───── RECORDS FOR THIS EXERCISE
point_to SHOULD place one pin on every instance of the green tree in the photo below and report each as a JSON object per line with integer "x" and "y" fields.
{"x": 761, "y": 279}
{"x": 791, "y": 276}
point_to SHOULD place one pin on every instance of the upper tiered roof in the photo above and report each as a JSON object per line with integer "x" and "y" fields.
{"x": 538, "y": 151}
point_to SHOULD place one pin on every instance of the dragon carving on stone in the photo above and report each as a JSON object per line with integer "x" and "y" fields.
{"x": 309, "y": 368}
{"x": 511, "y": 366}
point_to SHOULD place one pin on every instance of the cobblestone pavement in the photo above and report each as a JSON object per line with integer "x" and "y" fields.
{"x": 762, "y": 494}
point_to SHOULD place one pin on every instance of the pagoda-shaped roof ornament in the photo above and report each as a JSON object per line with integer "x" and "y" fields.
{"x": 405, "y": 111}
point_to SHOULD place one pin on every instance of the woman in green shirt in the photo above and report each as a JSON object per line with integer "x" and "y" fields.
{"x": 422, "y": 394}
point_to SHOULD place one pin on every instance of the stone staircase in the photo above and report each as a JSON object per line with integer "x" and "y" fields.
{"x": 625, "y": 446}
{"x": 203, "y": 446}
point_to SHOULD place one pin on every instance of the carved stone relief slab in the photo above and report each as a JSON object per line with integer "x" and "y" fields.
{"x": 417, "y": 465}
──────────
• _EXERCISE DETAILS_:
Switch "pin" to "marker" throughout the stretch from the line containing "of the pagoda-shaped" through the end of the rows. Return only those lines and leave everything else unchanged.

• _SOLVED PROBLEM_:
point_to SHOULD place one marker on every instance of the pagoda-shaped roof ornament in the photo above and report each as a JSON object per line with integer "x" and "y" fields.
{"x": 405, "y": 111}
point_to SHOULD place one marker on every instance of the woman in green shirt in the photo above and report each as a JSON object per line with integer "x" and "y" fields.
{"x": 422, "y": 394}
point_to SHOULD place one marker on every instance of the stone staircase in the photo above and report each as a JSON object per line with integer "x" and "y" fields.
{"x": 625, "y": 446}
{"x": 203, "y": 446}
point_to SHOULD place one marker on every instance of the carved stone relief slab in the photo above and report each as a JSON object per line with integer "x" and "y" fields.
{"x": 417, "y": 465}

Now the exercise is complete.